==== Data for this task

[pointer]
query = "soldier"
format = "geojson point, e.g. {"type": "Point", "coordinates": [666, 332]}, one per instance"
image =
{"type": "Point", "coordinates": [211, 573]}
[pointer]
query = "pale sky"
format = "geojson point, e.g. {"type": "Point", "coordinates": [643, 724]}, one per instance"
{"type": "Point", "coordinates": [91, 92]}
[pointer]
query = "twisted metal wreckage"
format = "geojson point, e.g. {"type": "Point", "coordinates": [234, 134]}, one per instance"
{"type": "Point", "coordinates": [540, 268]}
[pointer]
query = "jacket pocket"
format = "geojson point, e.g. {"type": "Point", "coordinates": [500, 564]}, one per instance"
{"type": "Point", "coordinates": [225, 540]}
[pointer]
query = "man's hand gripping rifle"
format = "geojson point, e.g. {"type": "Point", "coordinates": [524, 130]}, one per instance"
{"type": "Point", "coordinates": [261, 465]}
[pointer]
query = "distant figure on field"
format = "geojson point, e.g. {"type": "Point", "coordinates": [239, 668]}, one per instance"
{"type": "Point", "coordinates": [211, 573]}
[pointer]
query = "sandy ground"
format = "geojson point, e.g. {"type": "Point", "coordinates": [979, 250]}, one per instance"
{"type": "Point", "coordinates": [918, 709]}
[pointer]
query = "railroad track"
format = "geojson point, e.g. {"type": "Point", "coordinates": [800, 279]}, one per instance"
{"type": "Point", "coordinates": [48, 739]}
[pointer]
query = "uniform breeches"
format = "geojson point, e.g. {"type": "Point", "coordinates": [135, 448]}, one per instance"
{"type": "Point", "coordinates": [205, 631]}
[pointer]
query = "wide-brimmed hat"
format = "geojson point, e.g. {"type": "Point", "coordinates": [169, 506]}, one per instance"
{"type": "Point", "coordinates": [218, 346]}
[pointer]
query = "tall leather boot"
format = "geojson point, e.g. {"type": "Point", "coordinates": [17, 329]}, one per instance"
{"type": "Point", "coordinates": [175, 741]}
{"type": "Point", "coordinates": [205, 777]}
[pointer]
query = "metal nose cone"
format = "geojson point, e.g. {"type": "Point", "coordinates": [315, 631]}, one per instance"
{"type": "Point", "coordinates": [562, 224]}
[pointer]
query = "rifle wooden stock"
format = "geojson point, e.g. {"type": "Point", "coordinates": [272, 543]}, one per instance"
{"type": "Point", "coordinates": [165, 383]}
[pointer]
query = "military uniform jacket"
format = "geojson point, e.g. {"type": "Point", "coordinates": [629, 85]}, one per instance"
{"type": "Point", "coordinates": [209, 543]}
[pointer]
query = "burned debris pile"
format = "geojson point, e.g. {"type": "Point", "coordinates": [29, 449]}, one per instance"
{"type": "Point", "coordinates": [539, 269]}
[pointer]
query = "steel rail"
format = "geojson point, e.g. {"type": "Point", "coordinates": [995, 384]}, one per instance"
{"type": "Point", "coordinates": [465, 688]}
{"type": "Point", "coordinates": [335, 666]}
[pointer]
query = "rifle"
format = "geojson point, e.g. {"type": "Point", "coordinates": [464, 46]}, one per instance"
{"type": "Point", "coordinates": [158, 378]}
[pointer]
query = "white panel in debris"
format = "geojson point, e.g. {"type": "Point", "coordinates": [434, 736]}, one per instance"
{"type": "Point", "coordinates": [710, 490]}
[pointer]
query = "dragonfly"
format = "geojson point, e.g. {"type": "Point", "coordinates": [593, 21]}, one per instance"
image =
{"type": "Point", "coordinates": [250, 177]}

========

Copy out each line of the material above that holds the word "rifle".

query = "man's hand gripping rifle"
query = "rifle wooden stock"
query = "rifle"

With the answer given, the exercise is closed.